» **Problem A**:
In the interview excerpt, how many comics did R.A.'s childhood collection grow to?
» **Problem B**:
Please translate this sentence from the interview excerpt into Spanish: "Comics have absolutely impacted my punchy, action-driven writing style."
» **Problem C**:
Carry the interview excerpt forward from the point where it stops.

» **Supplied text**:
Segment Open

P.S.: Tell us about your comic book collection. Do you prefer certain comics, or a variety? Does your interest in that medium (high adventure, vivid graphics, brief speech balloons) influence your fiction in some way?

R.A.: Like most kids growing up in the 80s, I began with Marvel and DC. My childhood collection grew to over 3000 comics, though now I tend to read comics digitally to save physical space and invest in high-quality graded comics.

Comics have absolutely impacted my punchy, action-driven writing style. I can pack a lot of storyline in a scant ten pages.

P.S.: With over 500 ratings on Amazon, your novel Expendable, first in the Redline Corps series, has readers enthralled. Tell us about the main character, Liv Reyes, and the book’s premise.

R.A.: The idea of Liv came about from seeing a survey of Gen As who overwhelmingly aspire to be social media influencers (yikes, but that’s a debate for another day). So, I decided to create an influencer as a main character who gets drafted as a war correspondent with the task to put a positive spin on the war.

P.S.: Having published over forty novels, you’re one of the most prolific authors I’ve ever interviewed. Your website states your personal goal of writing a million words this year. That’s over 2700 words per day, well beyond the average for the (now closed) high-speed Nanowrimo challenge. Will you achieve your goal? How do you write so fast?

Segment Closed

[Point localization data]
Segment Open

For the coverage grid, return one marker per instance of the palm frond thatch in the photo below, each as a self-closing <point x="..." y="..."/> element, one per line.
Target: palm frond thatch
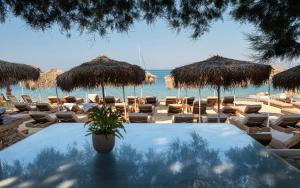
<point x="219" y="71"/>
<point x="150" y="78"/>
<point x="169" y="82"/>
<point x="288" y="79"/>
<point x="12" y="73"/>
<point x="101" y="71"/>
<point x="46" y="80"/>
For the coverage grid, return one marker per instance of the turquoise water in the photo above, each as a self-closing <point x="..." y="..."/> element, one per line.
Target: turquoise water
<point x="158" y="89"/>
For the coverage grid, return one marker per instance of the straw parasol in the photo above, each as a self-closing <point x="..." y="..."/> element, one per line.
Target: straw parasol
<point x="12" y="73"/>
<point x="219" y="71"/>
<point x="101" y="71"/>
<point x="169" y="82"/>
<point x="150" y="78"/>
<point x="47" y="80"/>
<point x="288" y="79"/>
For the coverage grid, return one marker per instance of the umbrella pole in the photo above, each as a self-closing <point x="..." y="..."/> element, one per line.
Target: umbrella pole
<point x="57" y="98"/>
<point x="103" y="93"/>
<point x="134" y="91"/>
<point x="218" y="104"/>
<point x="233" y="96"/>
<point x="40" y="95"/>
<point x="123" y="93"/>
<point x="269" y="99"/>
<point x="199" y="105"/>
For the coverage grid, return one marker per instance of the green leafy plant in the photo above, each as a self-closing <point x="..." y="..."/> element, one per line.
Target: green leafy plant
<point x="105" y="121"/>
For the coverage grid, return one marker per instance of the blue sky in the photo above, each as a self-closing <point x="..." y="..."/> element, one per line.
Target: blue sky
<point x="161" y="47"/>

Segment Closed

» **Task output A**:
Over 3000 comics.

» **Task output B**:
Los cómics han influido absolutamente en mi estilo de escritura contundente y orientado a la acción.

» **Task output C**:
R.A.: Writing is my career, and I treat it like a job, setting regular hours and deadlines. I think some writers get into this mindset that writing should only take place while inspired, but that’s hogwash. Sure, story ideas and characters come from inspiration, but a story comes from hard work, craft, and dedication.

I unfortunately won’t hit the goal this year due to a lot of personal changes in my life right now, but I definitely plan to hit it next year!

P.S.: Congratulations on earning your pilot’s license. Do you fly often? Has that knowledge and skill helped you in your writing?

R.A.: Thanks! I don’t fly often right now, but I use the ideas and concepts of flying through most of my books. Taking the “write what you know” literally, nearly every book has an aviator character.

P.S.: Your short story, “Three-Headed Problem” appears in Weird Tales #368 – The Occult Detective Issue. Tell us about this story and what prompted it.

R.A.: I was catching up with Jonathan Maberry (who’s a great guy and an amazing writer) as a recent conference, and he mentioned about my writing a story for Weird Tales, which is a magazine I adore. The next issue with an opening was the Occult Detective issue. I came up with the idea of Roy Stinson, the best damned detective in hell, who’s the most tenacious PI in the underworld. His day job takes a twist when someone steals Cerberus’s favorite bone. And without his treat, the hound refuses to stand guard at the infernal gates. So, all hell will break loose if Roy doesn’t solve the crime and fast.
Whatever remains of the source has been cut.